■ EXERCISE REQUIREMENTS:
Please print every line from the one containing "Identify a point on every instance of the brown" through the last line of the records below, exactly as written and nothing more.

[Saved entries]

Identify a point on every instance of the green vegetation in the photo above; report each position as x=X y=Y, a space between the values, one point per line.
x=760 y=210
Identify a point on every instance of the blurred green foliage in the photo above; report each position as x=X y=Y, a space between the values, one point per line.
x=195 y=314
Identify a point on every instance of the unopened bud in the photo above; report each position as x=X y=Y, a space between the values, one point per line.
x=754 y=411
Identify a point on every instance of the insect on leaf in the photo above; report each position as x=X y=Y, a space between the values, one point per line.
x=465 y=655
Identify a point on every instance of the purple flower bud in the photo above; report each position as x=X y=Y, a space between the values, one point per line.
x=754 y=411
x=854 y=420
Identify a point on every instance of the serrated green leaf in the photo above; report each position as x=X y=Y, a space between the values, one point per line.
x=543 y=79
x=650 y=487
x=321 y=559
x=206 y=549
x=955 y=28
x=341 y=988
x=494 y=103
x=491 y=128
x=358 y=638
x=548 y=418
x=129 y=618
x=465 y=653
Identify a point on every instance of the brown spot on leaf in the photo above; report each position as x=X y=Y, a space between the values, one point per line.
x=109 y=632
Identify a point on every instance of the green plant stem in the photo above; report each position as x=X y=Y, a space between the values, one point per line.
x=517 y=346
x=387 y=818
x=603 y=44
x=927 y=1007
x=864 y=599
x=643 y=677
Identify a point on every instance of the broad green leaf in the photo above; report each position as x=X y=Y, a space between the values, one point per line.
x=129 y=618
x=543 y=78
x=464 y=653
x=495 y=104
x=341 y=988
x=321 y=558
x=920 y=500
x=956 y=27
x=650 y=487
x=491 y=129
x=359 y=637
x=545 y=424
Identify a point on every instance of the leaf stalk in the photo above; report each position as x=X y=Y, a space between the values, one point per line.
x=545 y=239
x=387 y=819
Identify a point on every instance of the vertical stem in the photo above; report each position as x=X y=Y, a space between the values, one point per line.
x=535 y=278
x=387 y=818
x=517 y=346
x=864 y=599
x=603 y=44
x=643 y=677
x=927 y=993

■ ANSWER SPACE:
Identify a point on every instance of the brown spot on leaf in the photo above; report each position as x=X y=Y, a space between the values, one point per line.
x=109 y=632
Identify a point on every instance of the green plant stem in the photo above; report each position as x=X y=Y, a space between the values, one point per line.
x=517 y=346
x=387 y=818
x=603 y=44
x=927 y=1007
x=864 y=599
x=643 y=677
Identify a point on every instance of the broad green leaf in the photo above; report each position as x=X y=Y, a space between the values, one point per line.
x=129 y=618
x=543 y=78
x=464 y=653
x=495 y=104
x=341 y=988
x=321 y=558
x=920 y=500
x=956 y=27
x=650 y=487
x=491 y=129
x=359 y=637
x=545 y=424
Identify a point on every instance of the leaf stalk in the photo above; report each position as x=X y=Y, a space between the values, one point per line.
x=545 y=239
x=387 y=819
Identify a point on every instance of the vertical stem in the photo above; report each position as x=X y=Y, a space between the values, one point per line.
x=535 y=278
x=387 y=818
x=517 y=346
x=864 y=599
x=603 y=44
x=643 y=677
x=927 y=993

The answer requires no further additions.